Exercise instructions:
Substitute "facade window" for "building window" in the rows below, starting with the line containing "Every instance gets one point. Tag the building" and going on through the end of the rows. Give those lines again with everything else unchanged.
:::::
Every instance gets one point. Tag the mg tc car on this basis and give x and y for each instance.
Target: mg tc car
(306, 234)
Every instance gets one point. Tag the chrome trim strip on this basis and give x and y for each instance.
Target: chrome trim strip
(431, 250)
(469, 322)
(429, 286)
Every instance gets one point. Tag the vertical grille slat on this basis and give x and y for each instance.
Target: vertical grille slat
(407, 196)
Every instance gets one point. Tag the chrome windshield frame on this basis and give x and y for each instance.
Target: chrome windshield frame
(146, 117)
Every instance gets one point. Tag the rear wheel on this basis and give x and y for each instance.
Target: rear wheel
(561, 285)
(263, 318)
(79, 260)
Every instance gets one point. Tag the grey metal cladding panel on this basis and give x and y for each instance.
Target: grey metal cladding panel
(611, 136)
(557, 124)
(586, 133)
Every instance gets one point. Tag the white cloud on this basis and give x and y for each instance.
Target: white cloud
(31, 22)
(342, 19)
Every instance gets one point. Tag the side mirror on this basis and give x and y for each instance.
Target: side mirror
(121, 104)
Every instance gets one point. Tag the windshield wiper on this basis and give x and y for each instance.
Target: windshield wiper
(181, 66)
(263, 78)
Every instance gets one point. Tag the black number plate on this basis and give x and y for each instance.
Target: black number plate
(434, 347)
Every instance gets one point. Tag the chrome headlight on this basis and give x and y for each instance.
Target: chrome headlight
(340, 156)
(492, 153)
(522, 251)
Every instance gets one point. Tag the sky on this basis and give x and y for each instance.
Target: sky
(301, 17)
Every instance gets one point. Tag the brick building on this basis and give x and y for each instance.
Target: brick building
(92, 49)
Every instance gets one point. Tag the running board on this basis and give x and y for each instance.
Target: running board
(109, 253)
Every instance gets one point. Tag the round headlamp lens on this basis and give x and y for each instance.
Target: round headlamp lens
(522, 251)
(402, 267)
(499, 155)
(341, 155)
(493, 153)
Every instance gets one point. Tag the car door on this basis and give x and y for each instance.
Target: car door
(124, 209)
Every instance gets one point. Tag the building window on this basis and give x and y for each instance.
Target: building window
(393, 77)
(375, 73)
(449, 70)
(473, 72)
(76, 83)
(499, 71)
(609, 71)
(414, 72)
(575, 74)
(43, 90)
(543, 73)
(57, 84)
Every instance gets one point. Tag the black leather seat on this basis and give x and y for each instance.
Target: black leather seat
:::::
Exercise response:
Every instance gets one point. Tag the facade window on this basis and give x and y for each instance.
Target: facade window
(393, 77)
(375, 73)
(449, 70)
(473, 72)
(76, 83)
(499, 71)
(609, 71)
(414, 72)
(575, 74)
(43, 90)
(543, 73)
(57, 84)
Every instance gets one point. Tag the black leather seat on this basis and give x and y for each instance.
Target: black leather seat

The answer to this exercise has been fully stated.